- **DO THIS**
Pick up the article on Puerto Rico wills right after its last sentence and keep writing it.

Puerto Rico Wills and Testaments: What You Need to Know

Puerto Rico Wills and Testaments: What You Need to Know
Learn how to create a valid will in Puerto Rico, understand forced heirship rules, and avoid common estate planning mistakes. Puerto Rico wills follow civil law principles that differ significantly from mainland U.S. law.

Why Your Will Matters in Puerto Rico

A will is the foundation of your estate plan. Without one, Puerto Rico law determines who receives your property, who raises your minor children, and who manages your assets after you die. That outcome may not match your wishes. Creating a valid will in Puerto Rico requires understanding local law, which differs significantly from mainland U.S. states. The rules governing wills, inheritance, and estate administration in Puerto Rico are based on civil law principles, not common law. This distinction affects how you draft your will, what language you use, and how your estate is settled.

If you own property in Puerto Rico, operate a business here, or have relocated to the island under Act 60 tax incentives, a Puerto Rico will is essential. Even if you already have a mainland will, it may not be sufficient to cover Puerto Rico assets or comply with local requirements. The cost of failing to plan is high: your family faces probate delays, potential disputes, and unnecessary taxes.

The Legal Framework for Puerto Rico Wills

Puerto Rico's civil law system means that wills are governed by the Puerto Rico Civil Code, not by the Uniform Probate Code used in most U.S. states. This creates important differences in how wills are executed, interpreted, and enforced.

The Puerto Rico Civil Code requires that a will be executed with specific formalities. A standard will must be signed by the testator (the person making the will) in the presence of at least three witnesses. All parties must sign the document in each other's presence. The testator must declare that the document is his or her will. These requirements are strict. A will that fails to meet them may be invalid, leaving your estate to be distributed according to intestacy laws rather than your intentions.

Puerto Rico also recognizes holographic wills, which are handwritten and signed by the testator alone, without witnesses. However, holographic wills are subject to strict requirements and are often challenged. They are generally not recommended unless circumstances make a formal will impossible.

Another option is a notarial will, which is executed before a notary public and witnesses. This form provides additional legal protection and is often preferred for larger estates or complex family situations.

Key Differences Between Puerto Rico and Mainland Wills

If you have lived on the mainland and are now in Puerto Rico, your existing will may not be valid here. Several critical differences exist:

  • Witness requirements: Puerto Rico requires three witnesses; most mainland states require two.
  • Forced heirship: Puerto Rico recognizes the concept of forced heirs, meaning certain family members have a legal right to inherit a portion of your estate regardless of what your will says. This does not exist in most mainland states.
  • Community property: Puerto Rico does not recognize community property. Property acquired during marriage is generally separate property unless the spouses agree otherwise.
  • Probate procedures: Puerto Rico probate follows civil law procedures, which differ from common law probate in the mainland.

[Stored records]
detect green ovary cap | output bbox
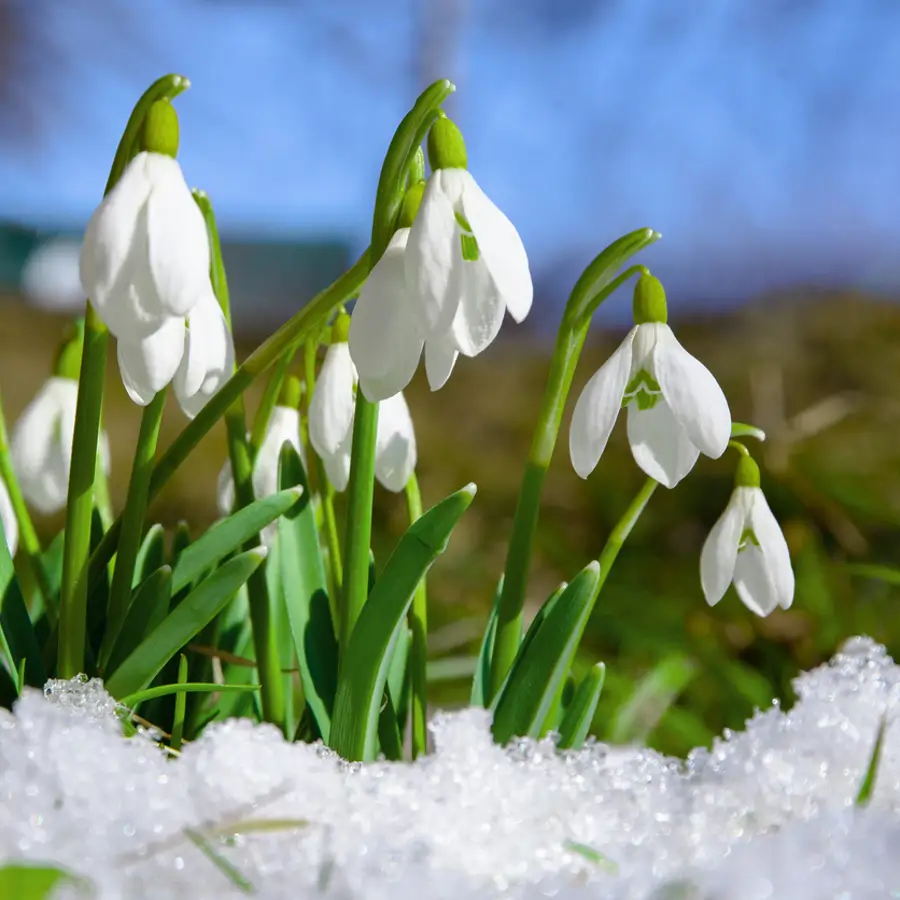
[139,100,178,157]
[428,115,469,172]
[734,456,759,487]
[278,375,303,409]
[634,275,669,325]
[331,313,350,344]
[397,181,425,228]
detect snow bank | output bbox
[0,638,900,900]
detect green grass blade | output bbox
[131,525,166,590]
[493,562,600,744]
[106,547,266,698]
[329,485,475,760]
[278,444,338,743]
[609,656,697,744]
[856,715,887,806]
[557,663,606,750]
[472,575,503,707]
[172,488,300,594]
[104,566,172,677]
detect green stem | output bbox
[98,388,166,671]
[486,237,659,701]
[406,472,428,759]
[91,251,369,596]
[194,191,289,736]
[340,391,378,662]
[0,394,58,625]
[57,302,108,678]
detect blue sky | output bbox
[0,0,900,312]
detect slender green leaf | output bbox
[278,444,338,743]
[131,525,166,590]
[329,485,475,760]
[856,715,887,806]
[493,562,600,744]
[610,655,697,744]
[104,566,172,678]
[106,547,266,698]
[557,663,606,750]
[172,488,301,594]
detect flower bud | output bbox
[734,456,759,488]
[634,275,669,325]
[139,100,178,158]
[428,115,468,171]
[278,375,303,409]
[397,181,425,228]
[331,312,350,344]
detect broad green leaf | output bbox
[119,681,259,707]
[493,562,600,744]
[131,525,166,590]
[172,488,301,595]
[278,444,338,743]
[105,566,172,678]
[557,663,606,750]
[106,547,266,698]
[329,485,475,760]
[0,864,87,900]
[468,575,503,707]
[610,656,697,744]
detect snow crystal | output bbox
[0,638,900,900]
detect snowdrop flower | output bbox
[402,117,533,356]
[700,456,794,616]
[10,376,109,515]
[116,286,234,419]
[309,316,416,492]
[0,478,19,556]
[80,101,209,343]
[218,376,306,520]
[349,218,459,403]
[569,275,731,488]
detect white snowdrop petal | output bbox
[79,153,150,310]
[375,394,416,493]
[734,544,778,616]
[750,488,794,609]
[404,172,463,338]
[116,318,184,406]
[461,172,534,322]
[569,328,637,478]
[349,228,423,403]
[654,325,731,459]
[147,154,209,316]
[172,288,234,418]
[450,253,506,356]
[700,489,745,606]
[425,336,459,391]
[309,342,357,460]
[0,478,19,556]
[628,398,700,488]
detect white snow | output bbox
[0,638,900,900]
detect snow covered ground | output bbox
[0,638,900,900]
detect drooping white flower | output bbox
[10,376,109,515]
[349,228,459,403]
[80,151,209,343]
[0,478,19,556]
[700,457,794,616]
[309,341,416,492]
[569,276,731,488]
[116,288,234,419]
[218,404,306,539]
[404,168,533,356]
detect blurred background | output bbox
[0,0,900,753]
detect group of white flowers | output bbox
[0,100,794,615]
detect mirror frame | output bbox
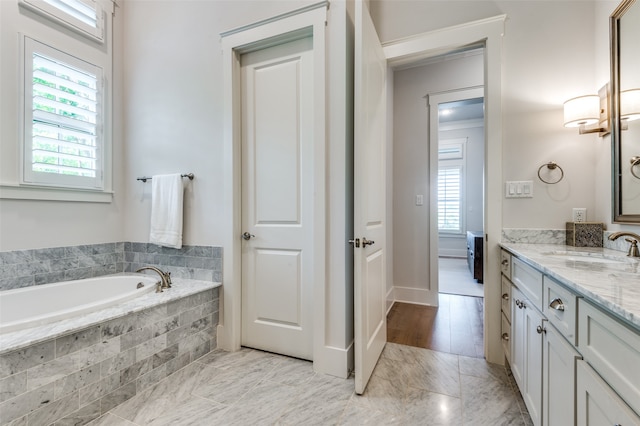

- **TASK RESULT**
  • Language: While English wills may be accepted, Puerto Rico courts prefer wills drafted in Spanish or with Spanish translations.

These differences mean that a mainland will may create confusion, fail to address Puerto Rico assets properly, or violate local law. If you own property in both jurisdictions, you may need separate wills or a coordinated estate plan that addresses both locations.

Forced Heirship and Your Estate Plan

One of the most significant differences in Puerto Rico law is the concept of forced heirship. Under the Puerto Rico Civil Code, certain family members have a legal right to inherit a portion of your estate. You cannot completely disinherit them, even if you want to.

Forced heirs typically include your children and, in some cases, your spouse. The amount they are entitled to receive is called the legitime. The legitime is calculated as a percentage of your net estate and varies depending on how many forced heirs you have. If you have one child, that child is entitled to one-third of your estate. If you have two children, each is entitled to one-third, meaning two-thirds of your estate goes to forced heirs. If you have three or more children, each is entitled to one-fourth of your estate.

You can dispose of the remaining portion of your estate (called the free portion) as you wish. You can leave it to your spouse, other family members, friends, or charitable organizations. However, you cannot reduce the forced heirs' share below their legal minimum.

Understanding forced heirship is critical when planning your estate. If you attempt to leave all your property to one child and exclude others, the excluded children can challenge your will and claim their forced share. This can lead to litigation and family conflict. An experienced Puerto Rico attorney can help you structure your will to respect forced heirship rules while still accomplishing your goals.

Intestacy: What Happens Without a Will

If you die without a valid will in Puerto Rico, your estate is distributed according to intestacy laws. The Puerto Rico Civil Code sets out a specific order of succession. Your spouse, children, parents, and other relatives inherit in a predetermined order, regardless of your wishes.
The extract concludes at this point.